> _WORK REQUIRED_:
Copy out exactly each line from the line with "sneaker with a point." through the last line of the material below.

> _DATA FOR PROCESSING_:
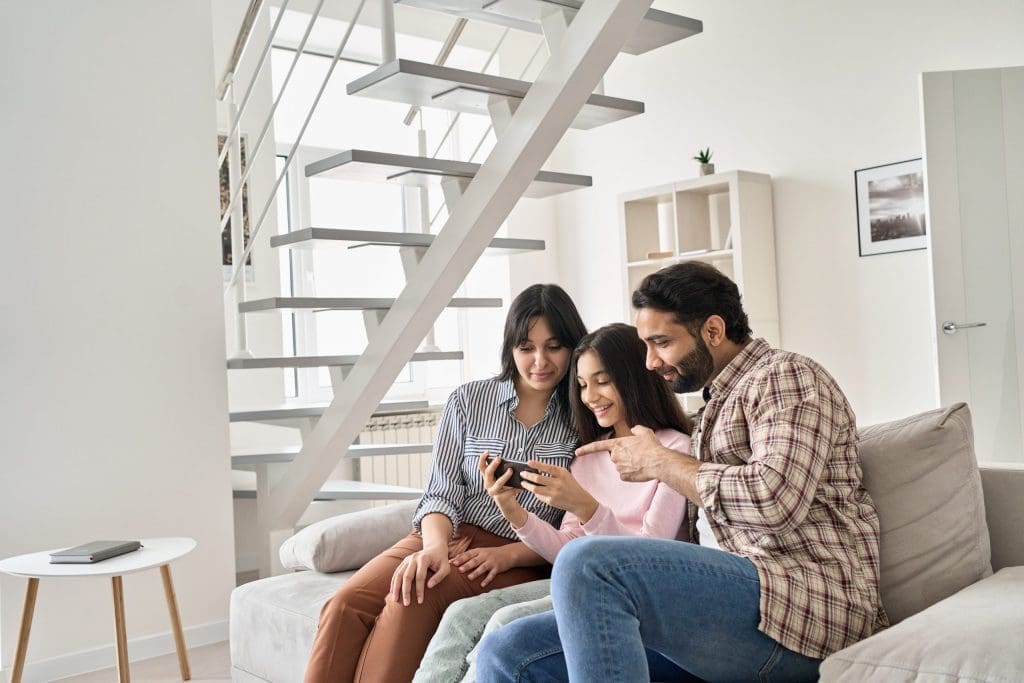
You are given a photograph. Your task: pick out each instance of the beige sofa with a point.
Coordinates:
(946, 526)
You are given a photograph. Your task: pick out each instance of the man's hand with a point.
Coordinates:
(642, 458)
(637, 458)
(486, 562)
(414, 569)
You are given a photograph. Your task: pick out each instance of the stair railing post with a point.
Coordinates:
(388, 51)
(238, 227)
(410, 259)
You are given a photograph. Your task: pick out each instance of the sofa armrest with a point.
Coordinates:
(1004, 487)
(349, 541)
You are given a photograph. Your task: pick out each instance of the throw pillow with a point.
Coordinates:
(349, 541)
(923, 476)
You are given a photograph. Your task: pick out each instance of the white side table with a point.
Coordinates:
(155, 552)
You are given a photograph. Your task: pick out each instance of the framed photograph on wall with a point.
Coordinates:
(891, 208)
(225, 196)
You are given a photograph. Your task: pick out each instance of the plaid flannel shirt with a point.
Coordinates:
(780, 483)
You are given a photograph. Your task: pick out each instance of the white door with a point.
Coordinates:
(974, 174)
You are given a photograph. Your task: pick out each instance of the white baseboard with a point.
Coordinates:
(144, 647)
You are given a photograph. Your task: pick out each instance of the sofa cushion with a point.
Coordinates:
(923, 476)
(273, 622)
(349, 541)
(975, 635)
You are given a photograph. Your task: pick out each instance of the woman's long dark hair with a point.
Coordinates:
(646, 397)
(552, 303)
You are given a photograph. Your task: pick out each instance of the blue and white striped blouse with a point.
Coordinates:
(480, 416)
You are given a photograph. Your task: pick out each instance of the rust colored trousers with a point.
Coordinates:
(366, 636)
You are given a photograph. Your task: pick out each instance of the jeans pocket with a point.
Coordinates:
(764, 674)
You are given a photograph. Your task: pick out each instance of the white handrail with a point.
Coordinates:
(250, 165)
(238, 267)
(241, 41)
(252, 84)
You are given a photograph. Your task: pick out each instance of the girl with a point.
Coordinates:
(612, 392)
(377, 626)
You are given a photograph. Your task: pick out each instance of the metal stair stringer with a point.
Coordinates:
(591, 43)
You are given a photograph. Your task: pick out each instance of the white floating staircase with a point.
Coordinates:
(528, 120)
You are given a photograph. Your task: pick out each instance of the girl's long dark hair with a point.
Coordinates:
(552, 303)
(646, 397)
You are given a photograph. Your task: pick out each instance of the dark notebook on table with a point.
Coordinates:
(93, 552)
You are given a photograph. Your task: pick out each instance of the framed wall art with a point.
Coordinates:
(891, 208)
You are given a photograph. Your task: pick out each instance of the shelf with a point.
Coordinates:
(700, 255)
(656, 29)
(458, 90)
(315, 237)
(422, 171)
(724, 219)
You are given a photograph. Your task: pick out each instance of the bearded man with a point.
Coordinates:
(775, 472)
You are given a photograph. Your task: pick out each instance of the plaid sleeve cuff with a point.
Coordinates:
(708, 480)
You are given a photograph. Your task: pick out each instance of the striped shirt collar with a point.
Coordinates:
(737, 368)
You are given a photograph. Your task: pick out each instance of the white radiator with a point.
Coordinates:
(400, 470)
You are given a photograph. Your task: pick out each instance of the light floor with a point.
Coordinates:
(208, 664)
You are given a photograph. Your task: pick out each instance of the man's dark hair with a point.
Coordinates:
(693, 292)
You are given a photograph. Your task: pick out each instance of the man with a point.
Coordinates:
(775, 472)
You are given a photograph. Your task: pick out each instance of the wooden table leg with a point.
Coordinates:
(120, 633)
(172, 607)
(23, 636)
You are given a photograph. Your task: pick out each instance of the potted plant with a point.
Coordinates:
(704, 156)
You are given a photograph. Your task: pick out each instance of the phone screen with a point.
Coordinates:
(517, 468)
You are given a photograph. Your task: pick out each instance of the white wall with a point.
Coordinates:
(806, 92)
(114, 400)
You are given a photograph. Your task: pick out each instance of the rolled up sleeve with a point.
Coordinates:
(791, 432)
(445, 491)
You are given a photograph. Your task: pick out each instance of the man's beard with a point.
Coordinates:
(693, 370)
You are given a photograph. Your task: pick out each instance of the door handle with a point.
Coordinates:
(951, 328)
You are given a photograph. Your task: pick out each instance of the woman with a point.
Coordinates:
(377, 626)
(613, 392)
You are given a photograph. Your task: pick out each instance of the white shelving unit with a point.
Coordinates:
(724, 219)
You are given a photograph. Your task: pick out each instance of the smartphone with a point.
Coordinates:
(517, 468)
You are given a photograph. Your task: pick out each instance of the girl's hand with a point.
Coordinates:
(504, 496)
(486, 562)
(414, 570)
(556, 486)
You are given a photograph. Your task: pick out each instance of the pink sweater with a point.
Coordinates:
(625, 508)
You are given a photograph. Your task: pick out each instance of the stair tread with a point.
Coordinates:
(311, 237)
(328, 360)
(458, 90)
(354, 451)
(244, 485)
(289, 412)
(656, 29)
(347, 303)
(419, 171)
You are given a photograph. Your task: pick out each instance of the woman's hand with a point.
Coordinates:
(486, 562)
(414, 570)
(504, 497)
(556, 486)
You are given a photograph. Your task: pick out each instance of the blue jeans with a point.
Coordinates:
(640, 609)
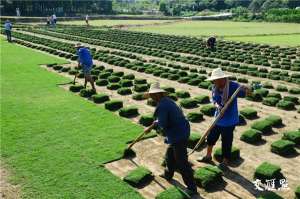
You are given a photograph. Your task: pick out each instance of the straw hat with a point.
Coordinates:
(78, 45)
(154, 88)
(217, 74)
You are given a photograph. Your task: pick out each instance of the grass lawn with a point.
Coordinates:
(109, 22)
(282, 40)
(52, 141)
(221, 28)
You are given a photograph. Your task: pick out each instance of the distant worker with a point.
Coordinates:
(211, 42)
(85, 62)
(87, 20)
(54, 19)
(8, 28)
(172, 121)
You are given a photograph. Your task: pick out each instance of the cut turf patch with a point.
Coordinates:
(283, 147)
(267, 171)
(138, 177)
(172, 193)
(251, 136)
(235, 154)
(293, 136)
(208, 176)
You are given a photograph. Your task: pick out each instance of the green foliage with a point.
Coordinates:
(208, 109)
(183, 94)
(138, 176)
(267, 171)
(171, 193)
(249, 113)
(87, 92)
(113, 105)
(293, 136)
(75, 88)
(128, 112)
(235, 154)
(208, 176)
(100, 98)
(202, 99)
(285, 105)
(195, 117)
(283, 147)
(251, 136)
(188, 103)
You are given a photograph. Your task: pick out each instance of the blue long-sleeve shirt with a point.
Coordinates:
(171, 119)
(231, 115)
(85, 57)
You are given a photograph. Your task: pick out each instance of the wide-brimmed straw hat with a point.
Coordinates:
(78, 45)
(217, 74)
(154, 88)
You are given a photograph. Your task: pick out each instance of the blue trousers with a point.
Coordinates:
(226, 133)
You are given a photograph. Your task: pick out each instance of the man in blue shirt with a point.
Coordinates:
(177, 130)
(7, 28)
(85, 62)
(222, 91)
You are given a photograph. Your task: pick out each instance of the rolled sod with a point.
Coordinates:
(183, 94)
(235, 154)
(128, 112)
(193, 139)
(101, 82)
(138, 176)
(265, 126)
(270, 195)
(251, 136)
(285, 105)
(208, 109)
(124, 91)
(283, 147)
(75, 88)
(275, 120)
(100, 98)
(146, 120)
(202, 99)
(172, 193)
(267, 171)
(138, 96)
(87, 92)
(293, 136)
(195, 117)
(188, 103)
(208, 176)
(113, 105)
(248, 113)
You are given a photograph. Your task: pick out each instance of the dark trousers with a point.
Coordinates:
(176, 158)
(8, 35)
(227, 138)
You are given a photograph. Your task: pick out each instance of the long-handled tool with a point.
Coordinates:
(128, 152)
(216, 120)
(71, 82)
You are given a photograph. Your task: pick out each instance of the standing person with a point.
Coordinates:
(54, 19)
(18, 12)
(177, 130)
(8, 28)
(85, 62)
(87, 20)
(222, 90)
(211, 42)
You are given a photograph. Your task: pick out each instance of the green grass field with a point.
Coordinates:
(108, 22)
(282, 40)
(53, 141)
(221, 28)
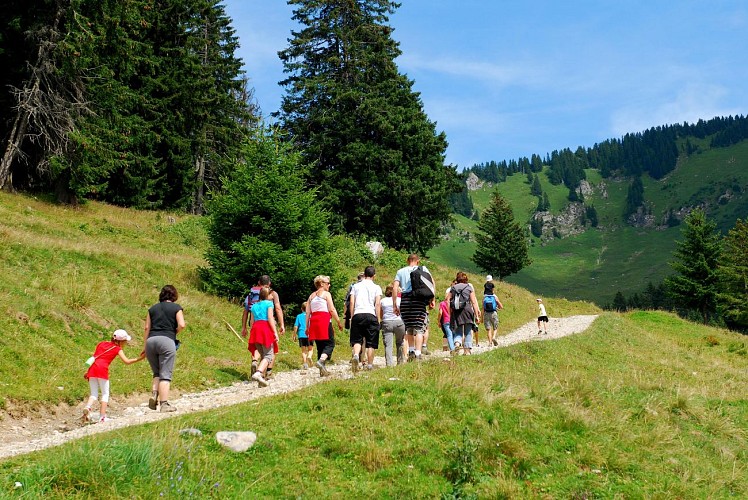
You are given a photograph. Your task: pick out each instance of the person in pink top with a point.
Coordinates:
(98, 373)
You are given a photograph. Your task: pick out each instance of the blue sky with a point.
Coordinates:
(505, 79)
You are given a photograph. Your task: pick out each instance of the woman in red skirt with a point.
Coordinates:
(319, 311)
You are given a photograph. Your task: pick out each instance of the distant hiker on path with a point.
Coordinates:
(263, 335)
(162, 324)
(443, 318)
(299, 332)
(393, 328)
(542, 318)
(98, 374)
(319, 311)
(491, 306)
(463, 311)
(366, 314)
(414, 302)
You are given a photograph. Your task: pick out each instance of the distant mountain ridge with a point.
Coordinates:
(606, 218)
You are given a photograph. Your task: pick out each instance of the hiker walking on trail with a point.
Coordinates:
(366, 310)
(263, 335)
(393, 328)
(98, 373)
(320, 310)
(252, 297)
(542, 317)
(491, 306)
(162, 324)
(464, 312)
(299, 332)
(443, 318)
(416, 297)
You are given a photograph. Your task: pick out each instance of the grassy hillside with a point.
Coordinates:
(643, 405)
(74, 275)
(615, 256)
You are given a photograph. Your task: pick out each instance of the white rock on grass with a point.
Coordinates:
(236, 440)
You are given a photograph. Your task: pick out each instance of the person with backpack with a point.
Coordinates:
(491, 306)
(417, 286)
(463, 311)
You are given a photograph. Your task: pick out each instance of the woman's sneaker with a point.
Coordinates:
(167, 408)
(260, 380)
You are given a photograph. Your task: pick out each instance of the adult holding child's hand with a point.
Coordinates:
(162, 324)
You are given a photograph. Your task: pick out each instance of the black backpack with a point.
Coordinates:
(422, 284)
(459, 300)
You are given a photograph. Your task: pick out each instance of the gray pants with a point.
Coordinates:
(161, 353)
(393, 328)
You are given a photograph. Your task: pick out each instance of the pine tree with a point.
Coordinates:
(375, 155)
(502, 244)
(535, 189)
(733, 277)
(266, 221)
(634, 197)
(694, 287)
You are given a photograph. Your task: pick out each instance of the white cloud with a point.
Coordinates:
(692, 102)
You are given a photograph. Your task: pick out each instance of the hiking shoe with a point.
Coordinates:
(322, 369)
(260, 380)
(167, 408)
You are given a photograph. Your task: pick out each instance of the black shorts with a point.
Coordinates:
(365, 327)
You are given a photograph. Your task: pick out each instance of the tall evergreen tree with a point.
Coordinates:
(634, 196)
(733, 277)
(502, 243)
(375, 155)
(694, 287)
(266, 221)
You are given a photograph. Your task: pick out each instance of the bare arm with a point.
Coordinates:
(129, 361)
(271, 320)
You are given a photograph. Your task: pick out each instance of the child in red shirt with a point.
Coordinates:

> _CORRECT RESPONSE_:
You are given a photograph. Your task: pick out each instance of the woman's sneaker with a point.
Coordinates:
(167, 408)
(260, 380)
You are given a photograph. Your task: pick out each instance of the adult holding child's hand with a point.
Coordinates:
(162, 324)
You are given a photograph. Your task: pick out each instance of the black backpack with a point.
Coordinates:
(422, 284)
(459, 300)
You are given a photograph. Your task: pick out each instance of the gray pants with a point.
Coordinates:
(161, 353)
(393, 328)
You are given a photograph. Your task: pick out each instance of the pine tree with a point.
Coordinates:
(375, 155)
(502, 244)
(535, 189)
(733, 277)
(266, 221)
(634, 197)
(694, 287)
You are given a photograph. Your task: pick out each instance of the white cloud with a point.
Coordinates:
(692, 102)
You are given a photograph. Your task: pick out each instance of the hiking shoe with a point.
Coordinates:
(322, 369)
(260, 380)
(167, 408)
You are given a photograph. Your task: pick out each instance of the black shorts with a point.
Coordinates:
(365, 327)
You are given a photograph. Your task: pick out each instance of the tall evergreen tree with a point.
Coordinates:
(634, 196)
(733, 277)
(502, 243)
(375, 155)
(694, 287)
(266, 221)
You are given a photograph. Your task: pick out each instance of the bare arm with a point.
Coordinates:
(129, 361)
(271, 320)
You are given a photograph. Your task: pick out each instance of the child in red shirt with a point.
Coordinates:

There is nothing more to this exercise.